--- START OF Dataset extract ---

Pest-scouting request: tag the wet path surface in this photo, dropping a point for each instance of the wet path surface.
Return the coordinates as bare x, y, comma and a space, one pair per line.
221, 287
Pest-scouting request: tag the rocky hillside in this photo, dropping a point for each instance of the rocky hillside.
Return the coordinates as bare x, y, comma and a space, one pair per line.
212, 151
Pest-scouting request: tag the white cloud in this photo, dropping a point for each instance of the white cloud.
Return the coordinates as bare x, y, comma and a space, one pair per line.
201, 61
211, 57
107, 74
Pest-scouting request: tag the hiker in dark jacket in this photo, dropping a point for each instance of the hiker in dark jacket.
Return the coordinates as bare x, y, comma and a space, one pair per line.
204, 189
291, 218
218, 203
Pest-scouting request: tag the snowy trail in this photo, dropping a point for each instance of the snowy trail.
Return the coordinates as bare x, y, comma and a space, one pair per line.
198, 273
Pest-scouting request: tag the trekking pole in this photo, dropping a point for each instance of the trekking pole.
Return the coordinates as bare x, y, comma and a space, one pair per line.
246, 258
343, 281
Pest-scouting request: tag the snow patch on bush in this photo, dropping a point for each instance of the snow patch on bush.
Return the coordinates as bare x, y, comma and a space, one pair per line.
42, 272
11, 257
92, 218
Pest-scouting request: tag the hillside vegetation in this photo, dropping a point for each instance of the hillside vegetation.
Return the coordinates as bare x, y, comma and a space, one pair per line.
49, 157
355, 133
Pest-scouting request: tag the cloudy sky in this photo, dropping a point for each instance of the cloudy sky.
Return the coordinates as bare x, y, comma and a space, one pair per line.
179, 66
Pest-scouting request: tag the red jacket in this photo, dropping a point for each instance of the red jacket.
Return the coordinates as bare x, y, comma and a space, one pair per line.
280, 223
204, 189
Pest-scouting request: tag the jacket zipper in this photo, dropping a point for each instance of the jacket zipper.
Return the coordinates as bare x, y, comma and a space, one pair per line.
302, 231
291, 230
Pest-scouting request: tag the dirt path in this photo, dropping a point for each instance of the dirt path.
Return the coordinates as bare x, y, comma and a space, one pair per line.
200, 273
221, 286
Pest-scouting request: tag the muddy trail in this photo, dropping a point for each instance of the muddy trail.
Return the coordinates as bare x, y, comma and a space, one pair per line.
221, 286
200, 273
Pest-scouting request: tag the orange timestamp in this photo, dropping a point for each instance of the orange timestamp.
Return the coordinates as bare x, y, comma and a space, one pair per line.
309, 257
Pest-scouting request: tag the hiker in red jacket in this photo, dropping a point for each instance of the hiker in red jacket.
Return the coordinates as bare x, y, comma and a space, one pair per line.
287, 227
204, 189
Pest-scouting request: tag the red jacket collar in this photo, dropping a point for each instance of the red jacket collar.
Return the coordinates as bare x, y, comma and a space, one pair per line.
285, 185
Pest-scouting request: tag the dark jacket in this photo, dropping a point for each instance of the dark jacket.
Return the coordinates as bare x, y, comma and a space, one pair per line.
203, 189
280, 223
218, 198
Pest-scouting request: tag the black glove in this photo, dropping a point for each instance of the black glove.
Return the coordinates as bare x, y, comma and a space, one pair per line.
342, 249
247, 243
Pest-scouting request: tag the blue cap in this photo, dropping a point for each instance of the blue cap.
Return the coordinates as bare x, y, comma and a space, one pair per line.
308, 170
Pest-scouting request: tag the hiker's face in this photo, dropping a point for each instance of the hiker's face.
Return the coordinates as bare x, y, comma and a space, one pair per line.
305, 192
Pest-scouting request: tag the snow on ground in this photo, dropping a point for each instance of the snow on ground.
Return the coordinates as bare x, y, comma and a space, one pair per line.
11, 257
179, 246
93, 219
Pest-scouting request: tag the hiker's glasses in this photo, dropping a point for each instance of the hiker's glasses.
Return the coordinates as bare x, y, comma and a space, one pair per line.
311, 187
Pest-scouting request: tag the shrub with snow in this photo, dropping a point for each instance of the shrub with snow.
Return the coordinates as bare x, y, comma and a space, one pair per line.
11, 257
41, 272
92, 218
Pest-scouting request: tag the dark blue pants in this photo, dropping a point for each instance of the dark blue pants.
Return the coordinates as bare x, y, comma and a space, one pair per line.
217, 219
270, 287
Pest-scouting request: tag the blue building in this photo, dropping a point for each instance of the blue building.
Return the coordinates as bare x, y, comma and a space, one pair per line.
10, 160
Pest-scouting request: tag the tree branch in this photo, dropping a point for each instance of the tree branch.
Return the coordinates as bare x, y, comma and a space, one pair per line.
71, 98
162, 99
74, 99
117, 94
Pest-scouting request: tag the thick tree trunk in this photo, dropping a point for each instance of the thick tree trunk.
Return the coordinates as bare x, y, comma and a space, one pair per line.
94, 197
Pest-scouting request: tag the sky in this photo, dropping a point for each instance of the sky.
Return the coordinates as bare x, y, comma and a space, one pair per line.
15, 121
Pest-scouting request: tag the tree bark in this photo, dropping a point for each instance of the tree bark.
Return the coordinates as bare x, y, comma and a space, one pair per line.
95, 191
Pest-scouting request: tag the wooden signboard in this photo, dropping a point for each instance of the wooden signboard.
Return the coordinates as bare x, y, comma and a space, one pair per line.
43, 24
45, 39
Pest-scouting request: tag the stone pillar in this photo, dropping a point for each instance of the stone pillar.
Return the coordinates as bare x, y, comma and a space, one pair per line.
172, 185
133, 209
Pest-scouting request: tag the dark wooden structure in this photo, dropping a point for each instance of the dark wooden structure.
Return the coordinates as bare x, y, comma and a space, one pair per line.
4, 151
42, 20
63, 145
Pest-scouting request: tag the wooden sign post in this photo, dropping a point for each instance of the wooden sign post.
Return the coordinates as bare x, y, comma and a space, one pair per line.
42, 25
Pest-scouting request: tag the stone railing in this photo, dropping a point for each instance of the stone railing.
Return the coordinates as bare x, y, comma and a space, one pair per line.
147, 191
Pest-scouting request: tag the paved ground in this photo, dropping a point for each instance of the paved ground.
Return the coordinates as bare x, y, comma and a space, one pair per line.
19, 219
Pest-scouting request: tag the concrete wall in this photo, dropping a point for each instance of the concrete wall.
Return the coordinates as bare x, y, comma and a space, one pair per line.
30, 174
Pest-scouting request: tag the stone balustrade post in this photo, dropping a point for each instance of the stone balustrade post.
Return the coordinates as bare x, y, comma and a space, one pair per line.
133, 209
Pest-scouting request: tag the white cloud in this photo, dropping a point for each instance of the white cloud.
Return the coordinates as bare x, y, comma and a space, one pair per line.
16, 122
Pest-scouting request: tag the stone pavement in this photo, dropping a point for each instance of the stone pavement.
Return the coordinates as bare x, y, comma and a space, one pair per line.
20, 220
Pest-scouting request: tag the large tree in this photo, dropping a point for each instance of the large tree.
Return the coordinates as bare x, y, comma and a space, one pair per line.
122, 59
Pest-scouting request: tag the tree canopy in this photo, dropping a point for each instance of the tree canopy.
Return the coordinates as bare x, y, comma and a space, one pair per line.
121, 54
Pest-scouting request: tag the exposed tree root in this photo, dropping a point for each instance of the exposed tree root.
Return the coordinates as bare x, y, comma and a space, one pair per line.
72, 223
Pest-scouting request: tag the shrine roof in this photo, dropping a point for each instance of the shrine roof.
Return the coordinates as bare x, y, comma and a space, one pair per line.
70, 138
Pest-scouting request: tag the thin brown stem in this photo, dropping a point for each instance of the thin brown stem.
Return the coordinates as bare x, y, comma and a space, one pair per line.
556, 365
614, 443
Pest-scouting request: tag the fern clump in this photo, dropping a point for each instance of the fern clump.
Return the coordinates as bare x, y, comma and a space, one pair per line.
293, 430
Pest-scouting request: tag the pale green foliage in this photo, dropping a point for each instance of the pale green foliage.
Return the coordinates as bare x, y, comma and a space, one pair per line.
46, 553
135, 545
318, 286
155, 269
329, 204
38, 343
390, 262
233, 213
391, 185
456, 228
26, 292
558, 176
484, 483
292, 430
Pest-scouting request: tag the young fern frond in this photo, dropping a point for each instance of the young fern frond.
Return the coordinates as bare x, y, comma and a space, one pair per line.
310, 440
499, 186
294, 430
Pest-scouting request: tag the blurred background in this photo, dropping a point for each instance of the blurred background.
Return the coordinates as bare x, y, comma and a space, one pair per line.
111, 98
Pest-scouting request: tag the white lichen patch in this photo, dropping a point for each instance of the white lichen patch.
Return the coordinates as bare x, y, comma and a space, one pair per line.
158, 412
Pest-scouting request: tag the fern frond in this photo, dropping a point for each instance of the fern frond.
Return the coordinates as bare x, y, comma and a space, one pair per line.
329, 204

--- END OF Dataset extract ---

Written problem - The lines to reproduce run from the one that contains "Pest-scouting request: tag the white lichen" through the last line above; copy them exactly.

The completed task -
Pest-scouting request: tag the white lichen patch in this photo, dropping a point for each instance of the white lichen patch.
Return the coordinates as bare x, y, comma and a space, one pair per line.
158, 412
Pest-scouting request: tag the fern frond in this photo, dropping a point for each instance of the fern frond.
Return the coordinates as bare x, y, comma and a space, one pair per line.
329, 204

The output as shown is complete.